* **Aim of the exercise**: Each line from the one that contains "You are given the photo below." to the end of the material must be set down exactly, and no line before it.

-*-*-

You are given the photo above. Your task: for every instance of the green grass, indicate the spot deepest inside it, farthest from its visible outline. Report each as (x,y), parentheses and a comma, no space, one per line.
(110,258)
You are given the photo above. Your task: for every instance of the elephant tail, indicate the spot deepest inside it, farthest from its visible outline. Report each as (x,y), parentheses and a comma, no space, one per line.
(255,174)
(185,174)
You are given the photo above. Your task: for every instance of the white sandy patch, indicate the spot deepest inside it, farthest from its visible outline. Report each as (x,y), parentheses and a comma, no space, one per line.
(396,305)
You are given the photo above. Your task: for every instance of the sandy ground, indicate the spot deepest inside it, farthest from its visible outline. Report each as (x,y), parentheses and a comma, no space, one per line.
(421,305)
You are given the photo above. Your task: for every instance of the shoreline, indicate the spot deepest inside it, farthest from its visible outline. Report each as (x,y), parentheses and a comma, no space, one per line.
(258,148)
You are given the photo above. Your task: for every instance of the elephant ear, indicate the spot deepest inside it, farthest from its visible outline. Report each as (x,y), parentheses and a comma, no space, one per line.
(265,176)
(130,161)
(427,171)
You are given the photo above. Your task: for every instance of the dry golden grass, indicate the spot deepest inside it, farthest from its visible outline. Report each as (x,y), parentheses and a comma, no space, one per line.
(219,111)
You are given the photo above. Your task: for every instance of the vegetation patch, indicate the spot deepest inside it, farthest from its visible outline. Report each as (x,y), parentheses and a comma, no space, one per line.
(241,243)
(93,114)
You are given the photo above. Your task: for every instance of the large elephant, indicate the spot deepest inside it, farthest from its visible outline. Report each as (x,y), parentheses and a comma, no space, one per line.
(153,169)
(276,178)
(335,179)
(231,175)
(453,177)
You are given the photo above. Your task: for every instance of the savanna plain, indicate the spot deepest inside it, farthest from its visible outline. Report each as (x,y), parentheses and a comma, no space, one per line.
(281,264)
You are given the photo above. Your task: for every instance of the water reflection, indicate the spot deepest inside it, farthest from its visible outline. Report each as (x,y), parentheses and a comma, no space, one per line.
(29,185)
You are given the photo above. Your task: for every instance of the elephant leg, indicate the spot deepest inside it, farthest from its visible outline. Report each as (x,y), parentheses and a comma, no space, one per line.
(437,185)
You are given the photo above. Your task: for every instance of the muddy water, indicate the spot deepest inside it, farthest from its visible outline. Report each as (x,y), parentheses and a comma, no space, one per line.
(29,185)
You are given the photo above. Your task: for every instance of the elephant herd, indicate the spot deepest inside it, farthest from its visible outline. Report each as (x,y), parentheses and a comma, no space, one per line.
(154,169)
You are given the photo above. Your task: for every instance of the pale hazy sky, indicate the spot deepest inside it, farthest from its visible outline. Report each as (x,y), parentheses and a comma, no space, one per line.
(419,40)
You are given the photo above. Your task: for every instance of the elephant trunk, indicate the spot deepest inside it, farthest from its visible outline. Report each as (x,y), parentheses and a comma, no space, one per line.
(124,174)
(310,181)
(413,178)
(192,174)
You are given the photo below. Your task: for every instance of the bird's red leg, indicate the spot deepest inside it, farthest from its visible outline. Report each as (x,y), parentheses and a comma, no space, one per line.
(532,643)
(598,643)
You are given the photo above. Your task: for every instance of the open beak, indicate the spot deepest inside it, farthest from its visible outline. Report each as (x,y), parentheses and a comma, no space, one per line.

-*-*-

* **Correct answer**:
You are given the photo below. Your task: for every instance of the bird's red leg, indicate the spot deepest inside it, farthest from its visible outline. Report each as (x,y), parentheses and a comma, no space, one per line.
(532,643)
(598,643)
You are given the photo above. Your task: for every instance of the open beak, indicate the spot deepest inside it, farthest from its visible outline. Report each as (x,y), parentheses and a comma, no space, one per line.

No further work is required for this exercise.